■ **Document text**
The Four Quarters Magazine August Issue Submission Call
The Theme: Portable Monuments, Wandering Streets
The transferability of objects, images, landscapes and memories shapes much of our lived experiences in the presents that we inhabit. Monuments and streets–early symbols of permanence, constancy, and rootedness–have now taken on dimensions of flux and mutation. They journey with us and change with our changes. Our visual and verbal stories simultaneously monumentalise and shatter them. Our art(ifice) takes them away from where-they-were to where-they-are-now. Worlds shape shift in a virtuality of post-processing and persistent reinvention.
The reincarnated Captain Cook in Margaret Atwood’s poem dreams of ‘a land cleaned of geographies’. The ungendered protagonist–in order to effectively claim the risk of rediscovery–desires an unmapped world: a world that is not bound within the fixities of time, space, body, and self. However, one can never be sure if this is possible. To figure out the tropes of this anxiety, The Four Quarters Magazine will try to trace the questions of mapping and un-mapping, location and its lack, direction vs. destruction, variable spatiality, shifting things and events, altering structures, constructs of architecture, and flâneuring selves in its forthcoming issue: Portable Monuments, Wandering Streets.

■ **Requirement a**
Show every line of the rows that contains the word "brown".
The submission call has no connection to the rows.

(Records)
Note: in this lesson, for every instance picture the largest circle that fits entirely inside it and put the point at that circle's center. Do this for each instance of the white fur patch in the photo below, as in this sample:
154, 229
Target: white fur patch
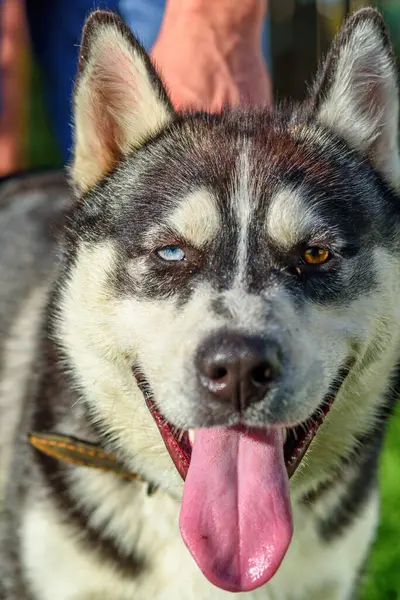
289, 219
362, 103
117, 106
197, 218
18, 355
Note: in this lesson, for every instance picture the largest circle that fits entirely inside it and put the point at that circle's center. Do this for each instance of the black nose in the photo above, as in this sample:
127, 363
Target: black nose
237, 368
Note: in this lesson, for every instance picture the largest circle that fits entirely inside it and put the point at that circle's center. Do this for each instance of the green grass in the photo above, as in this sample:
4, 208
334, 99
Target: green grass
383, 573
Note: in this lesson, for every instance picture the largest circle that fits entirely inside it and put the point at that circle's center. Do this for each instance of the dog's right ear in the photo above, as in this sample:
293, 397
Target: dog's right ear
119, 99
356, 93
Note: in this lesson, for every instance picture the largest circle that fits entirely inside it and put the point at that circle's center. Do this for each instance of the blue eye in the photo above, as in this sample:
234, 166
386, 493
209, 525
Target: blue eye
171, 253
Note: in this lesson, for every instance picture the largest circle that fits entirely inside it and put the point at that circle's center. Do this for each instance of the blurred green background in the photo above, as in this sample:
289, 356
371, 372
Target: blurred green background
300, 33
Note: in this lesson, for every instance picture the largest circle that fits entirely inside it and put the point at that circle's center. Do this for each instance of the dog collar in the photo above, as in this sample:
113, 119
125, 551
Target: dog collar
83, 454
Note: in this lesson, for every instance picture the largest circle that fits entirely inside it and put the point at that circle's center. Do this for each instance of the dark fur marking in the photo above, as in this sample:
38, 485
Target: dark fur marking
52, 385
364, 481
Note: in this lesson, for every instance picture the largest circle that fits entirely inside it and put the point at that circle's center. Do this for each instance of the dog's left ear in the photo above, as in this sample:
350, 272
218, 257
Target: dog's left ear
356, 92
119, 98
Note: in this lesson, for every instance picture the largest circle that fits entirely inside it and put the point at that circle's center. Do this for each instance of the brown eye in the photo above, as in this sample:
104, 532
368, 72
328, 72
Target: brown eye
315, 255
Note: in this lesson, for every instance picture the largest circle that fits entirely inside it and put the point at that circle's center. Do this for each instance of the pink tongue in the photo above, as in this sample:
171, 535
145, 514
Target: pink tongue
235, 516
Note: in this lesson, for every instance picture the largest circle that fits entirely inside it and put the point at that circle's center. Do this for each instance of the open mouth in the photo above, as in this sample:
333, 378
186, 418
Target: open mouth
298, 439
235, 515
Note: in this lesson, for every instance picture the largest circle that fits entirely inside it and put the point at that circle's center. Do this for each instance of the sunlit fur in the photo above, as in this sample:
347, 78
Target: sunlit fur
242, 193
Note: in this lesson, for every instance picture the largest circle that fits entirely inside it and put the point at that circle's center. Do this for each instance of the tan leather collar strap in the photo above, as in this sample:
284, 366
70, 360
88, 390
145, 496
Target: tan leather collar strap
83, 454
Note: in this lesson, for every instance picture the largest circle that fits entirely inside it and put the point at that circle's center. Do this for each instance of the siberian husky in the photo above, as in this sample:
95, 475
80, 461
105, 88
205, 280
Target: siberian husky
200, 344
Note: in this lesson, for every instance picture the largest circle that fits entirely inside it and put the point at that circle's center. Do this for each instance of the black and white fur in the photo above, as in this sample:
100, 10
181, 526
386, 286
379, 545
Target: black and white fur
243, 192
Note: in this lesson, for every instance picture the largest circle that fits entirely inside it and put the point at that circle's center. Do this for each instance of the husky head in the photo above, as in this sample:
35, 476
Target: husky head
244, 267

■ **Requirement b**
Answer these questions about the submission call, one per line:
(i) What is the theme of the magazine's August issue?
(ii) In whose poem does the reincarnated Captain Cook appear?
(iii) What does Captain Cook dream of in that poem?

■ **Task output a**
Note: in this lesson, for every instance picture the largest circle that fits entirely inside it and put the point at that circle's center. Do this for each instance of the brown eye in the photo above, as in this sample:
Target: brown eye

■ **Task output b**
(i) Portable Monuments, Wandering Streets
(ii) Margaret Atwood's
(iii) 'a land cleaned of geographies'